» The problem
Write what comes next in the worked solution to the ramp problem, picking up right after its last line.

» Source
·····
Question

1. If you want to use a ramp to lift a 50 kg box up 3 m using 100 N of force, how long should the ramp be?

2. If the ramp is only 80% efficient, due to friction, how long would it need to be?

Answer 1

1) 14.7 m

2) 18.4 m

Step-by-step explanation:

1)

Assuming that the ramp is 100%, we can apply the law of conservation of energy: this means that the work done in input to lift the box must be equal to the work done in output.

So we can write:

`W_i=W_o`

where

`W_i=F_id_i` is the work in input, where

`F_i = 100 N` is the force applied in input

`d_i` is the distance through which the input force is applied (which corresponds to the length of the ramp)

`W_o=F_o d_o` is the work in output, where

`F_o=mg = (50)(9.8)=490 N` is the force in output, which corresponds to the weight of the box (m = 50 kg is the mass of the box and
`g=9.8 m/s^2` is the acceleration due to gravity)
·····
» Extracted material
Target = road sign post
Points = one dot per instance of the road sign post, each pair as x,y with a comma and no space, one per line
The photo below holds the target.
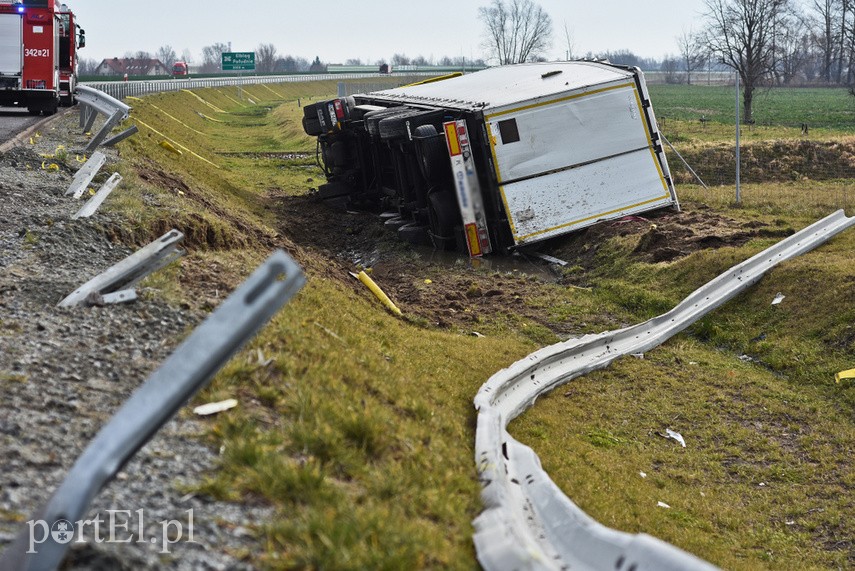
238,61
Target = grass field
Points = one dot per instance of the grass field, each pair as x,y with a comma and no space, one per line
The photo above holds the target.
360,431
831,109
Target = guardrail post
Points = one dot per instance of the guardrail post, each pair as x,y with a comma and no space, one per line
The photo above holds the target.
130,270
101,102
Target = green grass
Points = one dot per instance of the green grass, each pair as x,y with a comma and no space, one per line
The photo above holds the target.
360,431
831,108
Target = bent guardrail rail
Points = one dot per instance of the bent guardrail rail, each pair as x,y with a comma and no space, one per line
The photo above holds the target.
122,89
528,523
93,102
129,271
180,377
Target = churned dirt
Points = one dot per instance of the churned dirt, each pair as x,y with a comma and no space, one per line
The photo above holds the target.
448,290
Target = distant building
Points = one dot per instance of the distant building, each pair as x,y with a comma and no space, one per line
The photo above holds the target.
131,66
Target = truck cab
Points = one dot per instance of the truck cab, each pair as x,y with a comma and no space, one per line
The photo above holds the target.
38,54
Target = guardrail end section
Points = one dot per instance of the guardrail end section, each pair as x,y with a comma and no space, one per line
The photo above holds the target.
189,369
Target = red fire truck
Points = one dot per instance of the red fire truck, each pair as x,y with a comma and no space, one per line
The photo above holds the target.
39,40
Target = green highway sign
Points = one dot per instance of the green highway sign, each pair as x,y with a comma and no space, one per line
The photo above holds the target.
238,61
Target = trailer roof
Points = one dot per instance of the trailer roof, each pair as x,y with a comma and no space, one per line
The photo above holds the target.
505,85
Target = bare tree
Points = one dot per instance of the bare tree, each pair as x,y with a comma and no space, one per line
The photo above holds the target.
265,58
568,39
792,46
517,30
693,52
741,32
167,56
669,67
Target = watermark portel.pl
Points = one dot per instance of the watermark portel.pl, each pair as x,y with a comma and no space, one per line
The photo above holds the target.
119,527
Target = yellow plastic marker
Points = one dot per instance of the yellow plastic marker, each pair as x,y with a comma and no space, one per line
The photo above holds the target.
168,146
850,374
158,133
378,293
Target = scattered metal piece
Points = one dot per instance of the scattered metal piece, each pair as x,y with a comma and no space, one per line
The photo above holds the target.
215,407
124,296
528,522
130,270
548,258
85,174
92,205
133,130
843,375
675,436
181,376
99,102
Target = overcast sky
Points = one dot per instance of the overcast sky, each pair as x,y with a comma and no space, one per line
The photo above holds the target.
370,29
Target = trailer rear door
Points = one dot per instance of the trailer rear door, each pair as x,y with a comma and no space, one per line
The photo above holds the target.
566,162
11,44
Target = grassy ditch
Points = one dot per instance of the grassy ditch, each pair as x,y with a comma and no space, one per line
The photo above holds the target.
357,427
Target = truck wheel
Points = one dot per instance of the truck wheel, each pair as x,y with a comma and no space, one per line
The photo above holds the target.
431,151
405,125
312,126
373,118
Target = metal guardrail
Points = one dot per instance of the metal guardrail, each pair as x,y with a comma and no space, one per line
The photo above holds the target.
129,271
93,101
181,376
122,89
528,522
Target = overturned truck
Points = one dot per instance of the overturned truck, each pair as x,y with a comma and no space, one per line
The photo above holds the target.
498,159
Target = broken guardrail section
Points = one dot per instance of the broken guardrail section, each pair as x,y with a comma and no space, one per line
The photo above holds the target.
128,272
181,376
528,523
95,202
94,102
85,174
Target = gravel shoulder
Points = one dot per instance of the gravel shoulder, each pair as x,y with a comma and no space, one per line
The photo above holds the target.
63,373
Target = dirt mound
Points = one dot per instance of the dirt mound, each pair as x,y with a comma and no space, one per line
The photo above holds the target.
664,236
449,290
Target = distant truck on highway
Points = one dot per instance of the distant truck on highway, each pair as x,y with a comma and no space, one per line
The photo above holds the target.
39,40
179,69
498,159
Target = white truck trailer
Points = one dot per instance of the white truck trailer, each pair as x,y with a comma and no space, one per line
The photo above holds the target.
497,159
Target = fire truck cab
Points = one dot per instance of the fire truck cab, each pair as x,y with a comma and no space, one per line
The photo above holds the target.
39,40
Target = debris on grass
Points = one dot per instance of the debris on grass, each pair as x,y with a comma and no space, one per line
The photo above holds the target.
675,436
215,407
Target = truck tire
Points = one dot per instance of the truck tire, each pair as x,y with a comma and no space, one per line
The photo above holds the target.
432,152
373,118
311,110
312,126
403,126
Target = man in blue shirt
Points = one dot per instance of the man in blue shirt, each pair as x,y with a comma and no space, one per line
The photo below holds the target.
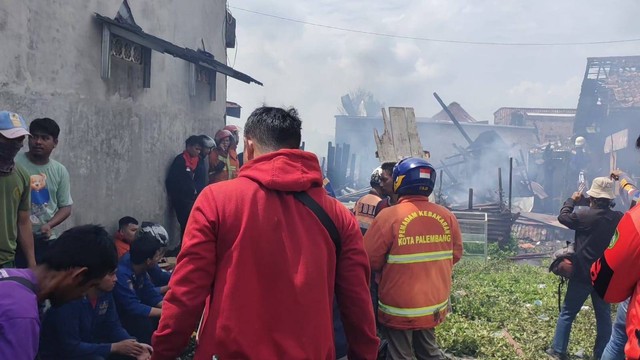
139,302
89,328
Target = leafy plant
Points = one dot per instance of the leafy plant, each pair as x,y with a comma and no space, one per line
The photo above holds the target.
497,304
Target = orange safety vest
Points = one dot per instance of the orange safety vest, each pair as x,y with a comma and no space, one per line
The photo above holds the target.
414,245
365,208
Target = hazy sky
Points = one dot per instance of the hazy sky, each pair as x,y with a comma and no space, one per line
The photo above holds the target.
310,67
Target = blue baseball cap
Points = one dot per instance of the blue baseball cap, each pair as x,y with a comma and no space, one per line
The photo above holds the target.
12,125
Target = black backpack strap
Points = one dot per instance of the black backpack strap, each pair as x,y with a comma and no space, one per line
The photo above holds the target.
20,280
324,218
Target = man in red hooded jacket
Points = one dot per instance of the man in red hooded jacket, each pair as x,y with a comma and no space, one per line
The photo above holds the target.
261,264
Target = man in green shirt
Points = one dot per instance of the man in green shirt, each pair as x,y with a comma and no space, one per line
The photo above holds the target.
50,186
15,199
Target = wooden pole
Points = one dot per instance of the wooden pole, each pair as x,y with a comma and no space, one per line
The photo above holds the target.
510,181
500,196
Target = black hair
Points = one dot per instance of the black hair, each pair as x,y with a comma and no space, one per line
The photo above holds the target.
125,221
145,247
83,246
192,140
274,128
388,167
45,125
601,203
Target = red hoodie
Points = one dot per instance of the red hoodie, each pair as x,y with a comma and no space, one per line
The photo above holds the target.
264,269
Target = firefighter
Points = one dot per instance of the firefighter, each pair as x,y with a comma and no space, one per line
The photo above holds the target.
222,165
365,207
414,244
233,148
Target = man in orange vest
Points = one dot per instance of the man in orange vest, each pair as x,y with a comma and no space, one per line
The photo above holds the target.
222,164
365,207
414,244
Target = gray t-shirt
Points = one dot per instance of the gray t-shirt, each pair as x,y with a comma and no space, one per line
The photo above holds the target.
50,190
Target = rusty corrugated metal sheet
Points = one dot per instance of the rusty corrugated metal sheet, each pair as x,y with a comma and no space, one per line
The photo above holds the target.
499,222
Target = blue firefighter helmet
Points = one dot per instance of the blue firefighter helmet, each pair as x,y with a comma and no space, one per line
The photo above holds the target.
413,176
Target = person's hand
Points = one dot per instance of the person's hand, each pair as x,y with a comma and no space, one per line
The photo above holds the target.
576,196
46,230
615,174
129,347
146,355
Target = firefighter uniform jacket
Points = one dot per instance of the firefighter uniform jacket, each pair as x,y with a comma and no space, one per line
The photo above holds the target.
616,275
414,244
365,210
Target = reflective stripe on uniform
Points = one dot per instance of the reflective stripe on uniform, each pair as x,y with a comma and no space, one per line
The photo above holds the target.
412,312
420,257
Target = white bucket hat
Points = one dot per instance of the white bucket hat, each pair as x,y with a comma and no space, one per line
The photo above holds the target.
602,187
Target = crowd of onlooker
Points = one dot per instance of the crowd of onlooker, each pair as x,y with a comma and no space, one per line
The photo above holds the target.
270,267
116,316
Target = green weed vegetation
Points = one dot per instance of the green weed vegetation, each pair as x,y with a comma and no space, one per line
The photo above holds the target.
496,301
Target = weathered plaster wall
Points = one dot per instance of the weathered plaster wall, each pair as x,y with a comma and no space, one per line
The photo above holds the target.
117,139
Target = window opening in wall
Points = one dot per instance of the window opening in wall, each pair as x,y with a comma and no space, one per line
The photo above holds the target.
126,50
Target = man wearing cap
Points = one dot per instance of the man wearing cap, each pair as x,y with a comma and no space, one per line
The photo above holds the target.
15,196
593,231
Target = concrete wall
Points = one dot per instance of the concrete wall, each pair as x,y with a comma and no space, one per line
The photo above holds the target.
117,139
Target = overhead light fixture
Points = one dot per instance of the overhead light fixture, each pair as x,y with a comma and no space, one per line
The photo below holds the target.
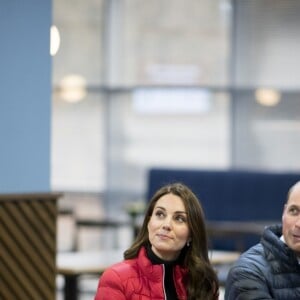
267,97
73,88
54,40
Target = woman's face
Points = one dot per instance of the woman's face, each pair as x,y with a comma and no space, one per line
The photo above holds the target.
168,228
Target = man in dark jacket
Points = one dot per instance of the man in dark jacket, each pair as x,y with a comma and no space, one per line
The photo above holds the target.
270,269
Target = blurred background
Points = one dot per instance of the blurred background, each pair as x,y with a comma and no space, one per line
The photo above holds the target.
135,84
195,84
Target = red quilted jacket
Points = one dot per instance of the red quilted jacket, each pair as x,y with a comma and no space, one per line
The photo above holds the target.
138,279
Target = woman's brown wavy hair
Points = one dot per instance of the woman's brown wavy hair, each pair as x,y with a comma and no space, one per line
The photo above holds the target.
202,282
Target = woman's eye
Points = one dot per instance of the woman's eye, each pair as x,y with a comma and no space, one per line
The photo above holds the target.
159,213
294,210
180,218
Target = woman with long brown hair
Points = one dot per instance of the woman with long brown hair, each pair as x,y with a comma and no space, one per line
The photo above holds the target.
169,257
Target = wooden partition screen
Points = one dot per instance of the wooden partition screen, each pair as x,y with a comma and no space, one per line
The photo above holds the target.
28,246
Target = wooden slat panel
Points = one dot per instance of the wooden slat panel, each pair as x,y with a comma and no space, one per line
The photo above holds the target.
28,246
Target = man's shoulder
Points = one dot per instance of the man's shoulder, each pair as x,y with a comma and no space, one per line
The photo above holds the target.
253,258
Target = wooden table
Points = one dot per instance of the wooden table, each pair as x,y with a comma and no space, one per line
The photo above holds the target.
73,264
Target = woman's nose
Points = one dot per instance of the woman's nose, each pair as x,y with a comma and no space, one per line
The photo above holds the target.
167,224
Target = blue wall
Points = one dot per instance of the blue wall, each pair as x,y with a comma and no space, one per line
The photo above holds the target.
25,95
·····
» Expected answer
`d_o = 3 m` is the distance through which the box has been lifted

Solving for
`d_i`, we find the length of the ramp:

`F_i d_i = F_o d_o\\d_i = (F_o d_o)/(F_i)=((490)(3))/(100)=14.7 m`

2)

In this case, the ramp is only 80% efficient, due to the presence of friction forces. This means that only 80% of the work done in input is converted into work in output.

Therefore in this case, we can write:

`0.80W_i = W_o`

Which means that the output work is only 80% of the work in input.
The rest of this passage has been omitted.